— Start ITEMS —
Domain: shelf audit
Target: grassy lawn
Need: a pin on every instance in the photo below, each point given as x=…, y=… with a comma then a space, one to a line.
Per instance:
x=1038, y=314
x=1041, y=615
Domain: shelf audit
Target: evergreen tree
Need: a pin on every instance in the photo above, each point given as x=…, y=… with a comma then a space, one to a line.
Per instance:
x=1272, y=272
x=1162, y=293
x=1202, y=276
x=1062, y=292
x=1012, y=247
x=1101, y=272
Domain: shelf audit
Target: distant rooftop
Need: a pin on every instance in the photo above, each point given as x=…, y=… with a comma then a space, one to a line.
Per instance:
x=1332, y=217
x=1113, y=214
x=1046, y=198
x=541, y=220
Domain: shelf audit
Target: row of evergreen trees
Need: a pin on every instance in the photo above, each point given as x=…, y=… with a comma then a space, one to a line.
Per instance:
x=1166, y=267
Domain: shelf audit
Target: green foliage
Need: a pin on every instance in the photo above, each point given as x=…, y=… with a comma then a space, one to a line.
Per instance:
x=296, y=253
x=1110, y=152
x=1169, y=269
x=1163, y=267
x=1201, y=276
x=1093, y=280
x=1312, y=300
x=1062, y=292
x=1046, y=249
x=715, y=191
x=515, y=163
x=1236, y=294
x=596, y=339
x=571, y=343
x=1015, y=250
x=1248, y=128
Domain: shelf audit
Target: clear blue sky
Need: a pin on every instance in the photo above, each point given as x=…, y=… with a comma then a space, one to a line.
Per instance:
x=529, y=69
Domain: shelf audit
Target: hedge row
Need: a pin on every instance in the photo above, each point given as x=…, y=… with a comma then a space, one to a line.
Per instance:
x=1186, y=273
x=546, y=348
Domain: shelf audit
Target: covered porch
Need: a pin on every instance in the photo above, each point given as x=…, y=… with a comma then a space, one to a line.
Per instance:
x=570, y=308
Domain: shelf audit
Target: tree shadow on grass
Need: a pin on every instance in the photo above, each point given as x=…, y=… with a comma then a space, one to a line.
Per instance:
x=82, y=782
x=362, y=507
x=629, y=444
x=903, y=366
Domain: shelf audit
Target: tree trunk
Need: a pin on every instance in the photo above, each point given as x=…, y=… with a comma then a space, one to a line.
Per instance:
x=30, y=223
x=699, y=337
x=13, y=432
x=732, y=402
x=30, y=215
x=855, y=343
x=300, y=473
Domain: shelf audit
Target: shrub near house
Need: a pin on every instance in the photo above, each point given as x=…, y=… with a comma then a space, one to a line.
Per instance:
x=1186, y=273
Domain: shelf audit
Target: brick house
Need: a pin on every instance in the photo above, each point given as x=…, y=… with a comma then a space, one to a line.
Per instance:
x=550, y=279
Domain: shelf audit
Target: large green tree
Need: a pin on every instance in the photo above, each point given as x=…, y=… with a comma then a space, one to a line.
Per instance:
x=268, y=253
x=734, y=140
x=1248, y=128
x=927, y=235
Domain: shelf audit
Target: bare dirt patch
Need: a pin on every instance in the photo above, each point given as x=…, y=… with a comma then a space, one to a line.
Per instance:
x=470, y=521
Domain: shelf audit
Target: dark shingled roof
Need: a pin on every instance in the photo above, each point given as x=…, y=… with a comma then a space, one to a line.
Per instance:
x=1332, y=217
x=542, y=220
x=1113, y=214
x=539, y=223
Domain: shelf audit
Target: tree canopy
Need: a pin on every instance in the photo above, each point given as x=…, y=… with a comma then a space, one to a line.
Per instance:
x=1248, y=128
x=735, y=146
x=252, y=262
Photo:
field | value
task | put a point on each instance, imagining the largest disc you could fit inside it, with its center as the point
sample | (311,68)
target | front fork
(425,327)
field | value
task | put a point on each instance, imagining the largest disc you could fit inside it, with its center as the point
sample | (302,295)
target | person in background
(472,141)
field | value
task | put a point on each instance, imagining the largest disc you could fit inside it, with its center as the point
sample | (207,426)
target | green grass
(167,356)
— End ITEMS —
**TASK STATEMENT**
Edit the data from its first line through the line with "x=1101, y=272", changing "shelf audit" to "yard survey" and keeping everything else the same. Return only those lines.

**SOLUTION TO THE EXERCISE**
Domain: yard survey
Target: grassy lawn
Need: a pin on every instance in the photo below, each point given as x=…, y=… with a comma then a space, one to a line.
Per instance:
x=1038, y=314
x=1041, y=615
Domain: yard survey
Target: evergreen tree
Need: a pin on every instance in the photo above, each point given as x=…, y=… with a comma then a space, one to a line.
Per instance:
x=1272, y=272
x=1162, y=293
x=1202, y=276
x=1062, y=292
x=1012, y=247
x=1101, y=272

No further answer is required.